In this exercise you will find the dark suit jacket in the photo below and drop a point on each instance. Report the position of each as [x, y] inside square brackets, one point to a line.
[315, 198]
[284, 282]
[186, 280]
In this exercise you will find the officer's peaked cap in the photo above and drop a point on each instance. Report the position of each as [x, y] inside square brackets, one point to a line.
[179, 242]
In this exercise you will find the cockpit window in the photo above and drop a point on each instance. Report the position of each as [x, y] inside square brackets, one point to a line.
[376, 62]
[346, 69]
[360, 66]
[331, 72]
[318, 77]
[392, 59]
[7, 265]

※ ※ ※

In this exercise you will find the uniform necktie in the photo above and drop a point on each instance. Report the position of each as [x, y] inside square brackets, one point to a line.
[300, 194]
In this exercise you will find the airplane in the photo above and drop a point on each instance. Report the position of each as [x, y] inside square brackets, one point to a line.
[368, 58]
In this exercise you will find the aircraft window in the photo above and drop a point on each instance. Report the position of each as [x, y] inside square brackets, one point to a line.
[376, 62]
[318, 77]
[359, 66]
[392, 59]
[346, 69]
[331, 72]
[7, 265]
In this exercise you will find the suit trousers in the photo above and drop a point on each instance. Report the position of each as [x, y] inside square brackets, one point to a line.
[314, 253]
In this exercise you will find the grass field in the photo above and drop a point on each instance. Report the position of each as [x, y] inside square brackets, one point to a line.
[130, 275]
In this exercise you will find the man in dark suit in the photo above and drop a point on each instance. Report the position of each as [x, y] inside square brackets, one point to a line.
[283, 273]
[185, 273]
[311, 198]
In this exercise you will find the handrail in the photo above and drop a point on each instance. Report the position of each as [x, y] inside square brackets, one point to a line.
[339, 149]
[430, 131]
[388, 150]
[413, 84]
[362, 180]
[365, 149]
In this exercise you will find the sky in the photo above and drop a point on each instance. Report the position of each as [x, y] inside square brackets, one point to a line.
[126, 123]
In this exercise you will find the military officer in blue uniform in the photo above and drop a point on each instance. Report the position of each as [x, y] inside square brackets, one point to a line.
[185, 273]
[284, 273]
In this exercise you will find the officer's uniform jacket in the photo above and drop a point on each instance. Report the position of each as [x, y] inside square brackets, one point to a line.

※ ※ ※

## DIRECTION
Swap "drop a point" for "place a marker" in the lines from the one with "In this exercise you will find the handrail" to the one with "In this exercise you will find the officer's uniform", and write out those lines again with nothing else changed.

## THE COMPLETED TASK
In this exercise you will find the handrail in the photo above and place a marker on each instance. Report the position of each as [x, y] inside square brackets, one point to a line.
[339, 149]
[430, 131]
[388, 150]
[413, 84]
[362, 180]
[365, 149]
In this exercise you will find the sky in the photo above and place a marker on each instance. Report the position of each as [x, y] inside square brackets, one point to a line.
[126, 123]
In this exercise you will find the military officer in blue uniform in the photo above and place a marker on each instance. Report the position of each as [x, y] inside square brackets, one point to a line.
[185, 273]
[284, 273]
In this exercise you will find the officer's uniform jacket in the photo above and place a marker on each instance. Report the position of each as [x, y] inside square brackets, one point to a line.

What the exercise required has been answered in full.